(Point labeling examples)
□ □ □ □ □

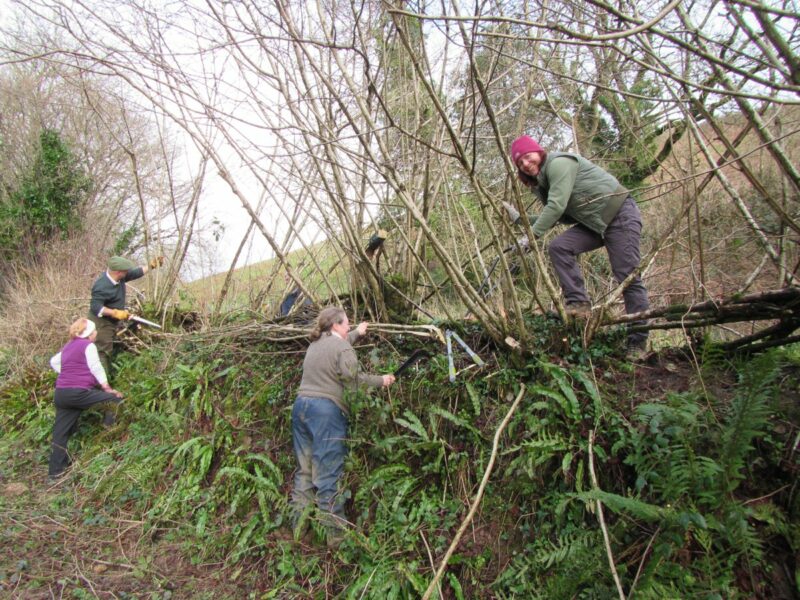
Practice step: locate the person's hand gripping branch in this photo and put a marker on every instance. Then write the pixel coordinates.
(156, 262)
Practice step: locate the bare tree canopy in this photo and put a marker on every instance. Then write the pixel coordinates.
(331, 121)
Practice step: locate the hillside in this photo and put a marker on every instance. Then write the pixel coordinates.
(695, 457)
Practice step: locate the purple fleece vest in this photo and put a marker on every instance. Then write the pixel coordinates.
(75, 371)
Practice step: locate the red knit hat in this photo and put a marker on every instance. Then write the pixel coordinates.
(522, 145)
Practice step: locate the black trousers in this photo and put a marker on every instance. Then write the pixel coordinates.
(70, 402)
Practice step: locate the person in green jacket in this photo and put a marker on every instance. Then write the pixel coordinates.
(319, 418)
(107, 306)
(603, 213)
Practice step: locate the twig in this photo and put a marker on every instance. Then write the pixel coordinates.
(476, 502)
(430, 558)
(602, 519)
(641, 562)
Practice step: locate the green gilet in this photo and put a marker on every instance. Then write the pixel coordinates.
(594, 200)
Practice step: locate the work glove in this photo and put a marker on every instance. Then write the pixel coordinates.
(120, 314)
(156, 262)
(513, 213)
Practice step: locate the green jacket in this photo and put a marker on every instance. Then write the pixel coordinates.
(574, 189)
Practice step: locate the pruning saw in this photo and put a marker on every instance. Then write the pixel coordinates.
(415, 356)
(144, 321)
(450, 366)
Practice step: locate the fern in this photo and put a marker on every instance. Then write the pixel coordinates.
(747, 418)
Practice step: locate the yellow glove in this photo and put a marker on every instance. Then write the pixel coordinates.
(156, 262)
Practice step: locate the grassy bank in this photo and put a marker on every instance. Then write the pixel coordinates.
(186, 497)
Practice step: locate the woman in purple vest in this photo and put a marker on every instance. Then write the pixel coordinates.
(80, 374)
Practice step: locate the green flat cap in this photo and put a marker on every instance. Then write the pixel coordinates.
(120, 263)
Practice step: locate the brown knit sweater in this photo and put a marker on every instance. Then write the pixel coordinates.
(331, 367)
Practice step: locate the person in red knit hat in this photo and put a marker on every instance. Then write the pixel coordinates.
(574, 190)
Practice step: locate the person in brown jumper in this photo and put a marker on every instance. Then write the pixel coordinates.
(319, 417)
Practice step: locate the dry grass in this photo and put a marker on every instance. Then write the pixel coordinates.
(41, 301)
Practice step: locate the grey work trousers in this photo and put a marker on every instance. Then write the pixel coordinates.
(621, 239)
(70, 403)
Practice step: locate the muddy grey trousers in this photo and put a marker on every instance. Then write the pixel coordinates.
(621, 240)
(70, 402)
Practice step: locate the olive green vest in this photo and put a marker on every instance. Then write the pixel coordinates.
(596, 196)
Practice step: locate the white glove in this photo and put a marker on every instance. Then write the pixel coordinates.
(513, 213)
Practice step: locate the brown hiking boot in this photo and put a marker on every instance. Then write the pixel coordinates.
(579, 310)
(636, 352)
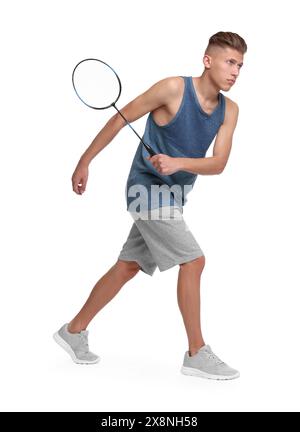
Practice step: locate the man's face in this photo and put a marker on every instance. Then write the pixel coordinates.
(224, 67)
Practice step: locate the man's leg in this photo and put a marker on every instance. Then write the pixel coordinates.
(188, 295)
(104, 290)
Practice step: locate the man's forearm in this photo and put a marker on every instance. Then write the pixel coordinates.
(104, 137)
(207, 165)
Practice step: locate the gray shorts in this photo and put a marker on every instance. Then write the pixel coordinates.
(161, 241)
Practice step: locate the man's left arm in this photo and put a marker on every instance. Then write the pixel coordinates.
(208, 165)
(221, 151)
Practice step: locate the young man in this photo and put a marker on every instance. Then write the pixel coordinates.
(185, 114)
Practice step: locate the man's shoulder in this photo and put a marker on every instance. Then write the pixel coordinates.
(172, 84)
(232, 105)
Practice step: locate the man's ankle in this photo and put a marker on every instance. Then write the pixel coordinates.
(193, 351)
(74, 328)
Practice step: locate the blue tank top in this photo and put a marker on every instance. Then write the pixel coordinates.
(189, 134)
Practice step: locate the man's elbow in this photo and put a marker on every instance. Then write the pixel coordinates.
(220, 168)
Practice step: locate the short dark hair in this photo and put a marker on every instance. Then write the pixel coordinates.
(227, 39)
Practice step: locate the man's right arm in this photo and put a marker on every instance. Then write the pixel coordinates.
(158, 95)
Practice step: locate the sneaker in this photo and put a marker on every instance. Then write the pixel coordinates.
(206, 364)
(76, 344)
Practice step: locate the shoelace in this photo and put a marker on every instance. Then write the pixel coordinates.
(214, 357)
(85, 343)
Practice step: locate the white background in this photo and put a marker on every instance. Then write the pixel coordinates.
(55, 245)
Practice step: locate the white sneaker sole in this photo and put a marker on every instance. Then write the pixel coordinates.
(196, 372)
(58, 339)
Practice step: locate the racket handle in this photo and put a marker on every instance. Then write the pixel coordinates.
(149, 149)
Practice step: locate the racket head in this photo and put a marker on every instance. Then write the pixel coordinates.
(96, 83)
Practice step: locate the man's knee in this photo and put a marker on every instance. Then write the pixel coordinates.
(196, 264)
(128, 268)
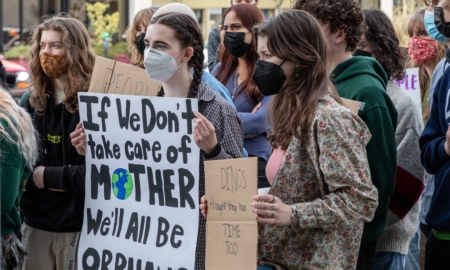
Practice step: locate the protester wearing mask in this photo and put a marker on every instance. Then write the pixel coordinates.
(364, 80)
(139, 44)
(425, 81)
(215, 38)
(135, 35)
(174, 46)
(313, 217)
(434, 144)
(402, 221)
(235, 71)
(18, 154)
(61, 65)
(425, 53)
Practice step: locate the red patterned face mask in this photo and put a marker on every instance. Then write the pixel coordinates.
(53, 65)
(422, 49)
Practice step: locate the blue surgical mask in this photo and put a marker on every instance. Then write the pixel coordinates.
(430, 26)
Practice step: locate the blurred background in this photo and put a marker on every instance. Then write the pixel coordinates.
(110, 19)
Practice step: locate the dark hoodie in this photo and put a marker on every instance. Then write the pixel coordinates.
(45, 209)
(363, 79)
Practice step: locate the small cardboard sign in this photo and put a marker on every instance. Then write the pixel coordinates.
(111, 77)
(411, 85)
(352, 105)
(231, 228)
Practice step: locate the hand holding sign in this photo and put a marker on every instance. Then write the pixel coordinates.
(204, 206)
(204, 133)
(79, 139)
(270, 210)
(447, 142)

□ □ □ □ □

» WHAT TO WORK ON: Copy out all the records exactly, excluding pictures.

» THE RESULT:
Practice step: locate the person's hand gripping branch in this photo and put a marker on every instance. Then write the pixel coordinates.
(156, 262)
Practice step: locate the bare tree canopy in this photo and put a marker on every instance. Then write the pixel coordinates.
(331, 121)
Practice step: locate the hillside in this photo and put a marker on every instance. Then write the pixel coordinates.
(695, 457)
Practice step: locate the purple fleece vest in this photo and put a marker on every instance. Then write the pixel coordinates.
(75, 371)
Practice step: locate the red knit hat in this photo and put a marker on every instance. Then write the pixel coordinates.
(522, 145)
Practice step: locate the black trousers in this photo and put a marker on every instance. Then write the pixel coordinates.
(70, 402)
Practice step: locate the person in green jacket in this photo and put a marker on every instance. Then write the pixel coordinates.
(319, 418)
(107, 306)
(603, 213)
Practice step: locate the twig in this photo and put a marker on every instance. Then write the pixel coordinates.
(476, 502)
(430, 558)
(602, 519)
(641, 562)
Practice step: locate the green gilet in this photo and put a marker on every instance. Then write the pixel coordinates.
(594, 200)
Practice step: locate the work glove in this photo and put a marker on every instance. Then write the pixel coordinates.
(120, 314)
(156, 262)
(513, 213)
Practice step: locate the green jacket in this photo and put a marker on every instance. Then write the pixel coordinates.
(574, 189)
Practice step: locate the pruning saw in this photo and put a marker on every instance. Then write the pixel coordinates.
(415, 356)
(144, 321)
(450, 366)
Practice step: locate the fern in this photo and put a marker on every instance. Then write the pixel coordinates.
(747, 418)
Practice step: locate the yellow glove in this photo and put a marker on every instance. Then write the pixel coordinates.
(156, 262)
Practice step: locate the grassy bank in this photo and put a marker on every instance. Then write the pixel coordinates.
(186, 497)
Practice step: locate the woman in purple vest in this photo and put a marker on every instance. Then write the pixel coordinates.
(80, 374)
Practice step: locate the green flat cap in this photo and put a marker on every instance. Then write the pixel coordinates.
(120, 263)
Practice step: locate the brown knit sweater in this photo and put a marker on every instance. Then write the pixel coordinates.
(331, 367)
Practice step: locate the person in red knit hat in this photo and put a marker on every instance. Then write the pixel coordinates.
(574, 190)
Practice step: locate the person in brown jumper in this photo and put a marker on every instance. Then write the pixel coordinates.
(319, 417)
Practice step: locate the dry grass in this photo and put a marker on every instance. Then write the pixel coordinates.
(41, 301)
Practice step: locate the grey work trousers in this photo and put a marker on every instance. Then write the pixel coordinates.
(621, 239)
(70, 403)
Practice step: locate the muddy grey trousers in this photo and put a marker on every instance. Then write the pixel coordinates.
(621, 240)
(70, 402)
Practice step: locate the olive green vest in this photo and put a marker on every instance. Then write the pixel coordinates.
(596, 196)
Practice step: locate the white glove in this photo and put a marker on every instance. Then write the pixel coordinates.
(513, 213)
Practice step: locate the brown hiking boot in this photo and put a marker on every instance. Then write the pixel coordinates.
(579, 310)
(636, 352)
Practice step: locate the man's face in this photo and put a marker on every instance. Then write the pixel coordinates.
(224, 67)
Practice step: locate the man's leg in this photo and put a marker on every instance. Then write the pixel coordinates.
(188, 295)
(104, 290)
Practice step: locate the man's forearm in this photo and put a marker on every instance. Then write the pixel coordinates.
(104, 137)
(207, 165)
Practice step: locate the gray shorts in this photo and put a marker on every instance. Then write the pixel coordinates.
(161, 241)
Practice step: locate the man's left arm in this photo and put a marker on every instance. Then write the pixel coordinates.
(208, 165)
(221, 151)
Practice step: locate the young man in this photo and put a marker on every instance. Then write the pixel coordinates.
(185, 114)
Practice step: locate the man's shoulder in this photo and put a marker on every instance. Then write the pixel coordinates.
(172, 84)
(232, 105)
Practice step: locate the man's ankle in this photo and put a marker on every instance. Then write the pixel coordinates.
(193, 351)
(74, 328)
Practice step: locate the blue tank top in this photo and put a marker on every instance. Then write the pixel coordinates.
(189, 134)
Practice step: locate the man's elbow in this photo and put a marker on every instance. Then write the pixel coordinates.
(220, 168)
Practice step: locate the short dark hair in this photo and put a marker on every instance. Then write the pixel coordinates.
(227, 39)
Practice step: locate the man's right arm in this photo and put a marker on every instance. Then write the pixel coordinates.
(158, 95)
Practice step: locate the sneaker in this photo and put a marker on every instance. Then write the pixel coordinates.
(206, 364)
(76, 344)
Practice step: locate the shoelace in this photo and put a marker on every instance. Then write the pixel coordinates.
(214, 357)
(85, 343)
Practice step: locate the white background in this photo and put a marker on every instance. Then write the pixel coordinates.
(55, 245)
Practice step: locate the white sneaker sole in this photo and put a marker on every instance. Then write the pixel coordinates.
(196, 372)
(58, 339)
Practice step: locate the racket handle in this photo and put a marker on every instance. Then write the pixel coordinates.
(149, 149)
Practice step: locate the racket head in this photo and put a marker on every instance. Then write the pixel coordinates.
(96, 83)
Practice step: locate the man's knee in this photo and put a marker on every instance. Then write the pixel coordinates.
(196, 264)
(128, 268)
Practice step: locate the protester wearing mask in this photo and put a marker on every instance. Then write the pixel coordinates.
(364, 80)
(139, 44)
(425, 81)
(215, 38)
(135, 35)
(174, 46)
(313, 217)
(434, 144)
(402, 221)
(235, 71)
(18, 154)
(61, 65)
(425, 53)
Practice step: locate the red patterned face mask in this photo and put a marker on every instance. Then write the pixel coordinates.
(53, 65)
(422, 49)
Practice step: locate the blue surgical mask in this photo and put a marker on every instance. Then write the pixel coordinates.
(430, 26)
Practice step: locate the blurred background in this photo and put a marker on every instance. Then write the pixel coordinates.
(110, 19)
Practice step: locate the dark hoodie in this photo and put a marker on every instance. Then write the pixel coordinates.
(45, 209)
(363, 79)
Practice step: locate the small cardboard sign in this photo and put a marker on every instance. Then write the pixel coordinates.
(111, 77)
(411, 85)
(352, 105)
(231, 228)
Practice step: locate the hand holding sign in this photo and put a marker on every instance. Then write the pixel coordinates.
(204, 206)
(204, 133)
(79, 139)
(270, 210)
(447, 142)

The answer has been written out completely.